Your goal:
Lay out each line of the listing below as an item in a numbered list, leaving out any blank lines.

-------- Records shown --------

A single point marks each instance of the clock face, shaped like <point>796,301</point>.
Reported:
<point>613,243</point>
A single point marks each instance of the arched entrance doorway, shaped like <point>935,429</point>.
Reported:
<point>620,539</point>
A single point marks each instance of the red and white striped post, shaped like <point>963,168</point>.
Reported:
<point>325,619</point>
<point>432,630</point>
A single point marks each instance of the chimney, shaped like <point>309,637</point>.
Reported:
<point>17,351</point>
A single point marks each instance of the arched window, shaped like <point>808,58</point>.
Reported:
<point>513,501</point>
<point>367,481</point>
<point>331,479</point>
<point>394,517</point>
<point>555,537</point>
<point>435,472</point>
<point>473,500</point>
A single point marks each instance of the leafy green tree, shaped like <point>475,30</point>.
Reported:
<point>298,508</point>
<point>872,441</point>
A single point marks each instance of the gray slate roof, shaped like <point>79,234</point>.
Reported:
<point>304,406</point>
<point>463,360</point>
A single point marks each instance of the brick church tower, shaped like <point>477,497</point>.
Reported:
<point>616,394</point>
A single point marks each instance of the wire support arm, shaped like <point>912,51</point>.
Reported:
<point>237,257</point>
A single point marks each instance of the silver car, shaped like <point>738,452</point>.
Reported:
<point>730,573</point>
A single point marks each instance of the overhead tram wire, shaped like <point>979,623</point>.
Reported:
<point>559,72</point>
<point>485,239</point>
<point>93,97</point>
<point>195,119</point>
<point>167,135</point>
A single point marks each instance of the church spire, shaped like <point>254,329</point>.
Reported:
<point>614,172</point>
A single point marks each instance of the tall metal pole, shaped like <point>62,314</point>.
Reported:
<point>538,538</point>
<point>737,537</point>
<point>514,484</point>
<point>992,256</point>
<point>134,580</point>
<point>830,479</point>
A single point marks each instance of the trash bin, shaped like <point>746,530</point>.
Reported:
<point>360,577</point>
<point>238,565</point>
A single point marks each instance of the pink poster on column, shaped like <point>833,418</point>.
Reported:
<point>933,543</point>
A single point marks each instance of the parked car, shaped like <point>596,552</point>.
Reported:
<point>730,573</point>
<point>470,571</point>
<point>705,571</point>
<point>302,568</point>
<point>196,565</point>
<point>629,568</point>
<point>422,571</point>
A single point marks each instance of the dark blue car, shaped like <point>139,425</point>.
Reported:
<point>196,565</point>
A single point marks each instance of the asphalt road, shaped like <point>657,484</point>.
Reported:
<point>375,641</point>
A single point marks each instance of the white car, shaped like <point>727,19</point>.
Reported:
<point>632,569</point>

--------

Solution below:
1. A single point marks each instance of the clock face, shaped like <point>796,301</point>.
2. Reported:
3. <point>613,243</point>
4. A single point marks each instance of the arched entrance doorway, shaped like <point>935,429</point>.
5. Reported:
6. <point>620,539</point>
7. A single point marks each instance of the red and white striped post, shaped like <point>963,168</point>.
8. Reported:
9. <point>325,619</point>
10. <point>432,630</point>
11. A single point marks each instance of the chimney, shaped like <point>309,637</point>.
12. Reported:
13. <point>17,351</point>
14. A single point marks each instance of the arched window, shaped like <point>808,58</point>.
15. Reported:
16. <point>513,501</point>
17. <point>367,481</point>
18. <point>331,479</point>
19. <point>394,517</point>
20. <point>555,537</point>
21. <point>435,472</point>
22. <point>473,500</point>
23. A single point marks each instance of the leafy green tree, shaped like <point>475,30</point>.
24. Reported:
25. <point>298,508</point>
26. <point>872,441</point>
27. A single point marks each instance of the gray slate roof, shaped like <point>79,234</point>.
28. Reported:
29. <point>304,406</point>
30. <point>463,360</point>
31. A single point marks each instance of the brick church tower, shaped like <point>477,497</point>.
32. Reported:
33. <point>616,394</point>
34. A single point marks each instance of the wire support arm, shaped like <point>912,51</point>.
35. Reported:
36. <point>237,257</point>
37. A single point marks each instance of the silver car, shaped like <point>738,452</point>.
38. Reported:
39. <point>730,573</point>
40. A single point marks each instance of the overhead tram wire, shaped like <point>979,623</point>.
41. Reported:
42. <point>559,72</point>
43. <point>485,239</point>
44. <point>93,97</point>
45. <point>195,119</point>
46. <point>167,135</point>
47. A single point marks each instance of the church spire, shaped like <point>254,329</point>.
48. Reported:
49. <point>614,172</point>
50. A single point marks each instance of the tall metal pole, shaped like <point>62,314</point>.
51. Reported:
52. <point>538,538</point>
53. <point>737,537</point>
54. <point>514,484</point>
55. <point>992,256</point>
56. <point>134,580</point>
57. <point>830,479</point>
58. A single point marks each instance of the trash bin, shaped like <point>746,530</point>.
59. Reported:
60. <point>360,577</point>
61. <point>238,565</point>
62. A single point marks each instance of the pink poster on column, shaped like <point>833,418</point>.
63. Reported:
64. <point>933,543</point>
65. A single point marks each instance of the parked car, shaped like <point>596,552</point>.
66. Reported:
67. <point>730,573</point>
68. <point>470,571</point>
69. <point>705,571</point>
70. <point>302,568</point>
71. <point>196,565</point>
72. <point>629,568</point>
73. <point>422,571</point>
74. A single point marks each instance of the dark blue car, shaped like <point>139,425</point>.
75. Reported:
76. <point>196,565</point>
77. A single point marks each instance of the asphalt road, shaped like <point>657,484</point>.
78. Reported:
79. <point>375,641</point>
80. A single point marks each instance of the white car, shaped like <point>727,19</point>.
81. Reported:
82. <point>632,569</point>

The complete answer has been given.